Exercises to complete>
1. List the 56K modem standards named in the forum posts about CPUs and hardware.
2. Continue the forum posts about CPUs and hardware from where they stop.
━━ Excerpt ━━
I agree. Plus, everyone knows that when a "brave new product" is released, there is a great deal of waffling over what will become the standard. Any hardware manufacturer dumping out a product must assume that there will be iterations of improvement/compromise/standardization with the market before a true "Standard" is coined. Perfect example of this was the 56K modem standard.. what was it, X2, KFlex... V.92?
Really simply, it is like taking a 2 lane highway, and making it into a 4 lane highway (or in this case, a 32 lane highway and making it into a 64). The basic result is that assuming the same clock speed, (or keeping with our highway analogy, driving speed) you can get twice the rate of info processed at the same time.
Aye, but is there a significant heat buildup of a 100% loaded CPU versus an unloaded variety? In other words, what is the overall percentage of change. It isn't much, and proper cooling will certainly accomodate 100% load. If your cooling is so close to critical anyway, then running any intense app or game will send you into thermal woes and instablity, including seti or any other distributed computing app. So I stay with my original post that it is negligant at best, and more than likely none at all.
I keep expecting Alan Funt to pop up on this one.
There are no gears in a CPU, so physical wear and tear is not possible. I guess if you consider wearing out the little electrons...
And since a processor is constantly working at full speed, what difference does it make if it is sitting idle, or running some application. When your CPU is doing nothing, it sits around churning out no ops.
I kind of enjoyed responding to this, good chuckle factor.
━━━
━━ Dataset records ━━
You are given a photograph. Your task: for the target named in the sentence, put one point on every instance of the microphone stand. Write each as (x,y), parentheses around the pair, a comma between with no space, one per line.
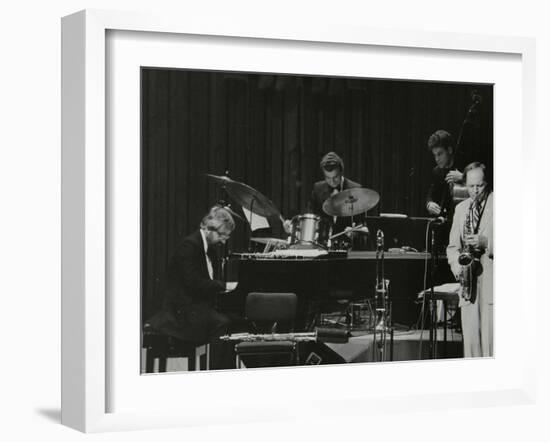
(432,301)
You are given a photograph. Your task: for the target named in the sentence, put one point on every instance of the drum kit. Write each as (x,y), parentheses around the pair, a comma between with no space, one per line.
(305,228)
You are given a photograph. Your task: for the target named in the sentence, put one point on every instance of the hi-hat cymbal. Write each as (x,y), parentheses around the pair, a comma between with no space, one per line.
(221,179)
(351,202)
(276,241)
(247,196)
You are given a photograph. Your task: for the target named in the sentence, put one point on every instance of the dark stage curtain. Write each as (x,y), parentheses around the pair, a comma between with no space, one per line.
(270,132)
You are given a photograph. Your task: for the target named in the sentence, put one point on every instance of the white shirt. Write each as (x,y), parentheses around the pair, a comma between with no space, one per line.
(208,261)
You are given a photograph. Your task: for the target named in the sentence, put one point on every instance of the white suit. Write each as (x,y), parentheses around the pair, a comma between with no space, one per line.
(477,317)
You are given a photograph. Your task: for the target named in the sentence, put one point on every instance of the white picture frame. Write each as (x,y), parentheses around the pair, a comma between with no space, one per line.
(86,232)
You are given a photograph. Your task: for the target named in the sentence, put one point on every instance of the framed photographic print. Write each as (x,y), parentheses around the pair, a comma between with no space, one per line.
(273,216)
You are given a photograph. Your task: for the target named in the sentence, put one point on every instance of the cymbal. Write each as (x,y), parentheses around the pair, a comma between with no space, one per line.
(221,179)
(247,196)
(276,241)
(351,202)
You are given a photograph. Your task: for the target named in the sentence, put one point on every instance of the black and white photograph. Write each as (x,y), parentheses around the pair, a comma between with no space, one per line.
(291,220)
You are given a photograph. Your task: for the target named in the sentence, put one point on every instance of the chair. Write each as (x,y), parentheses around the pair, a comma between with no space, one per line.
(162,347)
(268,313)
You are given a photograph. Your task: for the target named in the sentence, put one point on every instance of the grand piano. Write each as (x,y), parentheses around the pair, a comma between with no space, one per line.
(320,282)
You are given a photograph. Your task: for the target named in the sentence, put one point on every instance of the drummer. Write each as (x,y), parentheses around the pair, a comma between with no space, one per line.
(332,167)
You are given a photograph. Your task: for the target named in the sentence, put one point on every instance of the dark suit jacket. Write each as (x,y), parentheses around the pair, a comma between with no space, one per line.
(189,293)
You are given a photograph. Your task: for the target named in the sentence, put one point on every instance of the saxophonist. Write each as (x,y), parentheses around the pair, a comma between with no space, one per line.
(470,256)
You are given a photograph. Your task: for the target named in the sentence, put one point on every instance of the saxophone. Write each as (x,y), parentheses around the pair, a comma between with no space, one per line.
(469,258)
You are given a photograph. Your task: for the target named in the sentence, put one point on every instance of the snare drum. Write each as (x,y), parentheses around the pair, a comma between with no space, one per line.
(305,228)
━━━
Answers>
1. X2, KFlex, V.92

2.
In a dark alley in slashdot world the two gangs prepared to rumble
This is all highly amusing, yet somehow terribly tedious and silly. If you like Mac, go get a Mac. I like PC. I like AMD. I'll go get an AMD PC. The whole faux west side story rumble between the rival chip gangs, spouting somebody else's benchmarks and the beating of chests in a valiant but altogether vain effort to change each other's opinions, charging off like Charlemagne in a beaney....Is all this really going somewhere?
-We'll convert the heritics if we have to kill every last one of them
Let's face it.. Mac users and PC users are fundamentally different kinds of users, just as Mac's and PC's are fundamentally different kinds of Computers. Apple stopped being in the hard-core geek world back when they stopped making the Apple 2GS. Since then, Apple has been in the foo-foo world of grapic arts and tabulating scores on second grader's papers. Apple's software suite is limited to these sort of applications, too. I just think it is funny that Mac, having been a "touchy-feely anti-geek" sorta platform where everything works in a single click (mainly because there is only one button on the mouse) and mr. bluebird and happy help bubble live a quiet, happy life on a quiet, happy appliance of a computer, starts stomping around trying to look all powerful and geekish because their new 64 bit processor is so amazingly fast-- Who cares? Am I going to buy a Mac, ever, for any reason, ever? (even if it is fast) No. Mac is for touch-feely grapic artists and school teachers. Mac is an appliance. It is not a computer. 'Nuff said.